- [Written request]:
Set down the rows below word for word, from the first line through the line holding "pixel 51 300", inclusive. Leave the pictures out of your copy.

- [Data in this exercise]:

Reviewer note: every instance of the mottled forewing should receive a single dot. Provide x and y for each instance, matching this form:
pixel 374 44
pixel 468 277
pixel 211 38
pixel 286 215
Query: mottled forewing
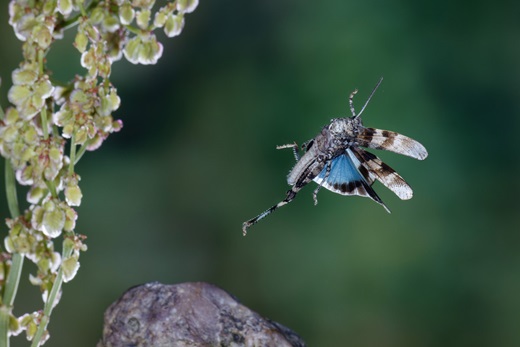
pixel 391 141
pixel 383 173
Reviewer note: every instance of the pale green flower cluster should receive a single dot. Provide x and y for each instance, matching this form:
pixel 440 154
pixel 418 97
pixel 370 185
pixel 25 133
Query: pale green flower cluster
pixel 50 125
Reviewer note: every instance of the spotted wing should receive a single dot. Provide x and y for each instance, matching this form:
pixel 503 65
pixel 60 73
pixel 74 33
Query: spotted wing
pixel 391 141
pixel 347 176
pixel 380 171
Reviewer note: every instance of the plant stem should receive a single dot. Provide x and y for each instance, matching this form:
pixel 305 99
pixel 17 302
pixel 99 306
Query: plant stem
pixel 15 271
pixel 72 153
pixel 51 300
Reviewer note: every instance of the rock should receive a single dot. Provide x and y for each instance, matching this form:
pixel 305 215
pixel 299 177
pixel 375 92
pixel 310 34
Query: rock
pixel 188 314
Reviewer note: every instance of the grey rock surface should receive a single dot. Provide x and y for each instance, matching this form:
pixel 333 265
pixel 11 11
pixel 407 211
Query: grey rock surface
pixel 188 314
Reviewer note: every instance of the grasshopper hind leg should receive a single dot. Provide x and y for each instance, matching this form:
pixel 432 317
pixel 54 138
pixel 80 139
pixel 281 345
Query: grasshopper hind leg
pixel 290 197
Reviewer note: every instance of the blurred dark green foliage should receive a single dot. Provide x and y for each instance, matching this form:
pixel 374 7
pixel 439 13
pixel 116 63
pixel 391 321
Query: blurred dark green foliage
pixel 165 198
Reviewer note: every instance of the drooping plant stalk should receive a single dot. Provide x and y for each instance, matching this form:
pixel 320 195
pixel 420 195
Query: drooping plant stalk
pixel 49 116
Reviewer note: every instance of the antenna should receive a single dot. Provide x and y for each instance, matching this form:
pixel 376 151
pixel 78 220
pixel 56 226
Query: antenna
pixel 370 97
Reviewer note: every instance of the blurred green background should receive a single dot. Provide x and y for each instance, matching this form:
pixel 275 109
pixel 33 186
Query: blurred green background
pixel 165 198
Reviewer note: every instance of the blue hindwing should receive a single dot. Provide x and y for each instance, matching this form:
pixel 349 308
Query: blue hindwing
pixel 347 176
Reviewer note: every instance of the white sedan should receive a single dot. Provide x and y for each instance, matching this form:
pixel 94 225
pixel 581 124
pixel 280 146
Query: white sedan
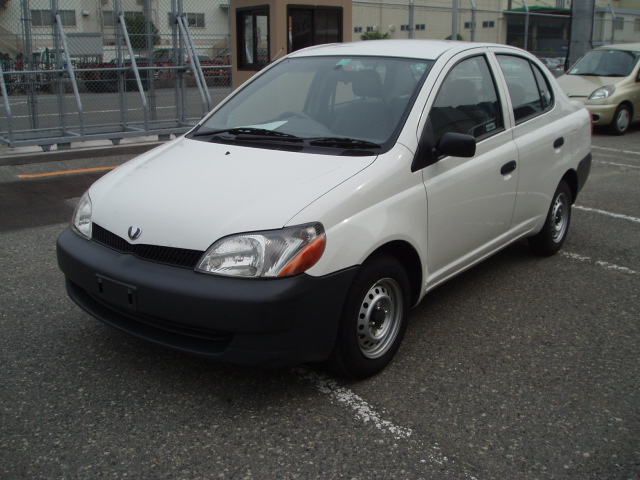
pixel 303 218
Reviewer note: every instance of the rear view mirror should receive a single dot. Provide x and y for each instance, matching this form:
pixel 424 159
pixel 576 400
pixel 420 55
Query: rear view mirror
pixel 450 144
pixel 457 145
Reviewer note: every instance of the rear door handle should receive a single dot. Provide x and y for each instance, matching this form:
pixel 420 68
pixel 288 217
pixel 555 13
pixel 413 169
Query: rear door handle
pixel 508 167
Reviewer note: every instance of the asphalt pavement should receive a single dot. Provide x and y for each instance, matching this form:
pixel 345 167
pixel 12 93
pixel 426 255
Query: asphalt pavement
pixel 521 368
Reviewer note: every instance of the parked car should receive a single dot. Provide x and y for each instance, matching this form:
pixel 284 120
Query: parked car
pixel 555 65
pixel 305 215
pixel 607 81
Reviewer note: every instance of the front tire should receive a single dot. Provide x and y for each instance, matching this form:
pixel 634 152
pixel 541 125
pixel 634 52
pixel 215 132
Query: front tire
pixel 621 120
pixel 374 318
pixel 554 232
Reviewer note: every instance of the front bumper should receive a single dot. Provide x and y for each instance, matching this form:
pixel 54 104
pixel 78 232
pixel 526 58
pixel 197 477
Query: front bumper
pixel 602 114
pixel 267 322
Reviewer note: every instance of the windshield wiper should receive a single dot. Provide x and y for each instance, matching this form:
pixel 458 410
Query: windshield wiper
pixel 342 142
pixel 248 133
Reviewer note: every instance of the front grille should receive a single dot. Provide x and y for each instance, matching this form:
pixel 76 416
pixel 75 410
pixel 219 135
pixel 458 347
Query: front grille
pixel 177 257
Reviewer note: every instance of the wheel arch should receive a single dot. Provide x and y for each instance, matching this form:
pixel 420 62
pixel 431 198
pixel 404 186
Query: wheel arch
pixel 410 261
pixel 627 103
pixel 571 179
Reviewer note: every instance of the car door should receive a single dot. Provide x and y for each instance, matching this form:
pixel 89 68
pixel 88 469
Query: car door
pixel 470 200
pixel 542 135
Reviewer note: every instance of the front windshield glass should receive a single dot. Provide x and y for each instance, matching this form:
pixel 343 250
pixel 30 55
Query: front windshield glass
pixel 348 103
pixel 606 63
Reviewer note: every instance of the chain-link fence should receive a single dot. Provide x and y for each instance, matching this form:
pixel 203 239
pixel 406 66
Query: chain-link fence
pixel 112 69
pixel 543 28
pixel 74 70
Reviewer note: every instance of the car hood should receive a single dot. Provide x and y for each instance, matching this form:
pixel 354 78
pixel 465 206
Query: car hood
pixel 189 193
pixel 583 86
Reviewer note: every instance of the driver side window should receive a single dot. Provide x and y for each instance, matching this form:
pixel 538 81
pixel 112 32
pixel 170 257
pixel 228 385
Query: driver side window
pixel 467 101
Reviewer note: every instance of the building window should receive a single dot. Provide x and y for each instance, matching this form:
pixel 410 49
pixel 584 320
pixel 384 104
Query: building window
pixel 107 19
pixel 313 25
pixel 253 38
pixel 43 18
pixel 195 20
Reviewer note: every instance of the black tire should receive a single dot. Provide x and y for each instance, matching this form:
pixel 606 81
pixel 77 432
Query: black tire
pixel 556 226
pixel 621 120
pixel 374 318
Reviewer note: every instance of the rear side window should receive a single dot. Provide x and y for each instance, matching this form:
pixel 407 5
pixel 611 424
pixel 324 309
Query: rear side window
pixel 528 88
pixel 467 101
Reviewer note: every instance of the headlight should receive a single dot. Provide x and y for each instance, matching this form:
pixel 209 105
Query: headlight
pixel 602 92
pixel 82 216
pixel 277 253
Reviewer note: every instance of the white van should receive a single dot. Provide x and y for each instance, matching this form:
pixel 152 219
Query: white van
pixel 303 218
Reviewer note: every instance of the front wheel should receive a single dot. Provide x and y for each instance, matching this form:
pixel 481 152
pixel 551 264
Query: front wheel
pixel 621 120
pixel 556 226
pixel 374 318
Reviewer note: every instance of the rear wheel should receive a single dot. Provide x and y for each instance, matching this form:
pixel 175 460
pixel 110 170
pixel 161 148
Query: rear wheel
pixel 556 226
pixel 374 318
pixel 621 120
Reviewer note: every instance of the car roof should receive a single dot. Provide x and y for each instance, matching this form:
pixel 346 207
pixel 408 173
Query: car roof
pixel 427 49
pixel 629 47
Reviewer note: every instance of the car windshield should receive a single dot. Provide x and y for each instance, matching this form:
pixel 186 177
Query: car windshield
pixel 606 63
pixel 348 103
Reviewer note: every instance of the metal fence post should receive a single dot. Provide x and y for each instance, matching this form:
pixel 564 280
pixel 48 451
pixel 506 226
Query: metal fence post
pixel 454 20
pixel 31 94
pixel 526 26
pixel 473 20
pixel 136 72
pixel 71 73
pixel 7 106
pixel 150 76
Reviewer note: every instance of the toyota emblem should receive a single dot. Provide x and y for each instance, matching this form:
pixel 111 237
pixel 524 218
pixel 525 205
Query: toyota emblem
pixel 134 232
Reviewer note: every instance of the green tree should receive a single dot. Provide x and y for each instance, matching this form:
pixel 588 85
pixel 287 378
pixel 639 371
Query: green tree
pixel 136 27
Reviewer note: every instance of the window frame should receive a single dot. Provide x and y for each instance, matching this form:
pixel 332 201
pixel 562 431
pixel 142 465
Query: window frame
pixel 532 69
pixel 499 101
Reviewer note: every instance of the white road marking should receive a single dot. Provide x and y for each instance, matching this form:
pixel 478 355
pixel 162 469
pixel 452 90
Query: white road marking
pixel 628 152
pixel 365 412
pixel 362 409
pixel 608 214
pixel 620 164
pixel 599 263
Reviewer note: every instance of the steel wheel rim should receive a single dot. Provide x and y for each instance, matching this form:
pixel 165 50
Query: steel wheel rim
pixel 559 218
pixel 622 121
pixel 379 318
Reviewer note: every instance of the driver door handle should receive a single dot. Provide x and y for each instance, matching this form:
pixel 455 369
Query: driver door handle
pixel 508 167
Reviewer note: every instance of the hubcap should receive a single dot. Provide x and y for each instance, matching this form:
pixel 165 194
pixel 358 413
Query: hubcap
pixel 559 218
pixel 379 318
pixel 623 120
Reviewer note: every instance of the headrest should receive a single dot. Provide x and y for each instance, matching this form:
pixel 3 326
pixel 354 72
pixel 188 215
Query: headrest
pixel 367 83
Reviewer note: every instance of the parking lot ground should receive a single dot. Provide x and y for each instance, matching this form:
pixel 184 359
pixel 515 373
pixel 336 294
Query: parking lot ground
pixel 522 367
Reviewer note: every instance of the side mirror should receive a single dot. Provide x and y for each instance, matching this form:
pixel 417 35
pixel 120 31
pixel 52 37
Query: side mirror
pixel 457 145
pixel 450 144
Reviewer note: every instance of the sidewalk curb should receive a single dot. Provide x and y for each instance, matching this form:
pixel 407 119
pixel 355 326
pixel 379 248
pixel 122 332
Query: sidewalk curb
pixel 74 154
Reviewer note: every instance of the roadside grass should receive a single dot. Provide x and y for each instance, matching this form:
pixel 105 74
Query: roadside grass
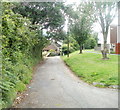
pixel 92 69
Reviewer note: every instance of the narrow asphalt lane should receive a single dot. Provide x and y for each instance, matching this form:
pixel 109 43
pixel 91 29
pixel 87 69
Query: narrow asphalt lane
pixel 55 86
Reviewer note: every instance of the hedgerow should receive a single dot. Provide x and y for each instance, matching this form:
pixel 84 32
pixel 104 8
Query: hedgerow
pixel 21 49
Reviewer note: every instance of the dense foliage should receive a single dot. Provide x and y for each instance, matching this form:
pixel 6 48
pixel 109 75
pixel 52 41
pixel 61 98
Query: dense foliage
pixel 21 49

- [Full solution]:
Reviewer note: every instance of the mottled forewing should receive a single dot. Provide x and y for each instance, matching this form:
pixel 374 44
pixel 468 277
pixel 211 38
pixel 286 215
Query: mottled forewing
pixel 391 141
pixel 383 173
Reviewer note: every instance of the pale green flower cluster should receive a single dot. Provide x and y for each instance, matching this form:
pixel 440 154
pixel 418 97
pixel 370 185
pixel 25 133
Query: pale green flower cluster
pixel 50 125
Reviewer note: every instance of the spotted wing should receive a single dot. Provide x and y for each instance, matching this form:
pixel 503 65
pixel 60 73
pixel 74 33
Query: spotted wing
pixel 391 141
pixel 347 176
pixel 380 171
Reviewer note: every instance of the plant stem should receive a single dot. Provide x and y for each instance, matching this form:
pixel 305 99
pixel 17 302
pixel 99 306
Query: plant stem
pixel 15 271
pixel 72 153
pixel 51 300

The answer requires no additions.